**EXERCISE DIRECTIONS:**
Set out the material below as a Markdown table with the columns Row and Line, starting at the line containing "Task: indicate the lamb's tail.", that line included, and running through the end of the material, with one numbered row per line and blank lines left out.

(begin)

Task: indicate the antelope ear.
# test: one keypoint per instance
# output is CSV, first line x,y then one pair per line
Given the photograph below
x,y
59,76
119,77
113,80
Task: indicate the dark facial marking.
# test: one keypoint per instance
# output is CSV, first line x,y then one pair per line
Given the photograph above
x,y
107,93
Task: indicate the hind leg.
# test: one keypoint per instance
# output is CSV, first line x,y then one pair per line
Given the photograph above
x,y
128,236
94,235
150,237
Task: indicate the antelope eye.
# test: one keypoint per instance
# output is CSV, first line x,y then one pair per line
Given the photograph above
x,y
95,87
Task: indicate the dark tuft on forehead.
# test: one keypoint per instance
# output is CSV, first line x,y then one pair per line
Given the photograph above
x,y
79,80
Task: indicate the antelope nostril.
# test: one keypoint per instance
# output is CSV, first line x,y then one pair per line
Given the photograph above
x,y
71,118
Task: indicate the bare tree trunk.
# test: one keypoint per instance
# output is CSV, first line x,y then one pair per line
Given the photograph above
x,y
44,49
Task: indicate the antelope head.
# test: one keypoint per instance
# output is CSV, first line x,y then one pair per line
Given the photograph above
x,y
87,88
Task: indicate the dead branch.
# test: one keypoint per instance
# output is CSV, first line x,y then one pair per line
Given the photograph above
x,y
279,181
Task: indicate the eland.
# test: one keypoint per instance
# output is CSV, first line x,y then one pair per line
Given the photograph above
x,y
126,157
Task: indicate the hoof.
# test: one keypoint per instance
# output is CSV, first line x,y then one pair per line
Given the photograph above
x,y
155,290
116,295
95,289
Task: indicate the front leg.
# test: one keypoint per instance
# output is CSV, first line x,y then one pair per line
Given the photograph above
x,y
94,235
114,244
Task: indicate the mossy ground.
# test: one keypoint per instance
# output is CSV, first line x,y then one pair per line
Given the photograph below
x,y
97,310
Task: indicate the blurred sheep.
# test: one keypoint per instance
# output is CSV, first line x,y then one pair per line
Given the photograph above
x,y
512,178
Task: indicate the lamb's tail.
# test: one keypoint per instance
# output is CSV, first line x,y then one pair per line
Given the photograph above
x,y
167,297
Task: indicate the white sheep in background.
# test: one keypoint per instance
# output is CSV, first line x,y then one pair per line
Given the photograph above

(end)

**SOLUTION BELOW:**
| Row | Line |
|---|---|
| 1 | Task: indicate the lamb's tail. |
| 2 | # test: one keypoint per instance |
| 3 | # output is CSV, first line x,y then one pair per line |
| 4 | Given the photograph above |
| 5 | x,y |
| 6 | 167,297 |
| 7 | Task: indicate the white sheep in background. |
| 8 | # test: one keypoint per instance |
| 9 | # output is CSV, first line x,y then one pair per line |
| 10 | Given the photograph above |